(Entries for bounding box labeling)
━━━
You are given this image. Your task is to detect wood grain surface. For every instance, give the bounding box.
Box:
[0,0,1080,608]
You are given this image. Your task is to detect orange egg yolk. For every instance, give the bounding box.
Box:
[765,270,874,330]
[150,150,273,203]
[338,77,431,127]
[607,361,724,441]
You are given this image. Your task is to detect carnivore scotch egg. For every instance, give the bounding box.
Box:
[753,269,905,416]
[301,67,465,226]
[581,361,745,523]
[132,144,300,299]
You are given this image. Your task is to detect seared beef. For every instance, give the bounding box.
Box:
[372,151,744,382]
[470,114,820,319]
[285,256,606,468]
━━━
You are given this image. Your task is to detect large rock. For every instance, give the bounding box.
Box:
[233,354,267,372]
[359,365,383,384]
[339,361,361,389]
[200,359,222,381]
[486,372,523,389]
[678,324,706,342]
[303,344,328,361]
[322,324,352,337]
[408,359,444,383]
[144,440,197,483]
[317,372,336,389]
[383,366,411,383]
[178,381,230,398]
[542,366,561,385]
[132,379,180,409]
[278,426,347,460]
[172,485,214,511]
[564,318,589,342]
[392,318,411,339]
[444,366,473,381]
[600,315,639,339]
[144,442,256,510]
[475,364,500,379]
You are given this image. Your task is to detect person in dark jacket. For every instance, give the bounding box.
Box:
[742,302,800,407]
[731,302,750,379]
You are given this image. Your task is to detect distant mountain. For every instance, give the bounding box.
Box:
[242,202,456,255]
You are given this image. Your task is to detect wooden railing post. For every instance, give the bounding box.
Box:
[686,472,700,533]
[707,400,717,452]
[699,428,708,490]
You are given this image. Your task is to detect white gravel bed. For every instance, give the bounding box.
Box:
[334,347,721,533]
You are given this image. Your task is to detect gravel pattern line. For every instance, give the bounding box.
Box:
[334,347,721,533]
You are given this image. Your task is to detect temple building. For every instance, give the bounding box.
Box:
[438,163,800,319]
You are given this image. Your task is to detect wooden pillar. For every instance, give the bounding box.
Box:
━━━
THE REQUEST: Can you repeat the records verbatim for the stretch from the line that contains "You are given this image. Your task is to detect carnivore" through the line that contains "[285,256,606,468]"?

IN RESPONSE:
You are given this image. Your task is to detect carnivore scotch egg. For every instance, give the bounding box.
Box:
[753,269,905,416]
[301,67,465,226]
[581,361,745,523]
[132,144,300,299]
You are given this image. Your task is to detect seared beef. For every instance, give the bounding box.
Box:
[372,151,744,382]
[470,114,820,319]
[285,256,606,468]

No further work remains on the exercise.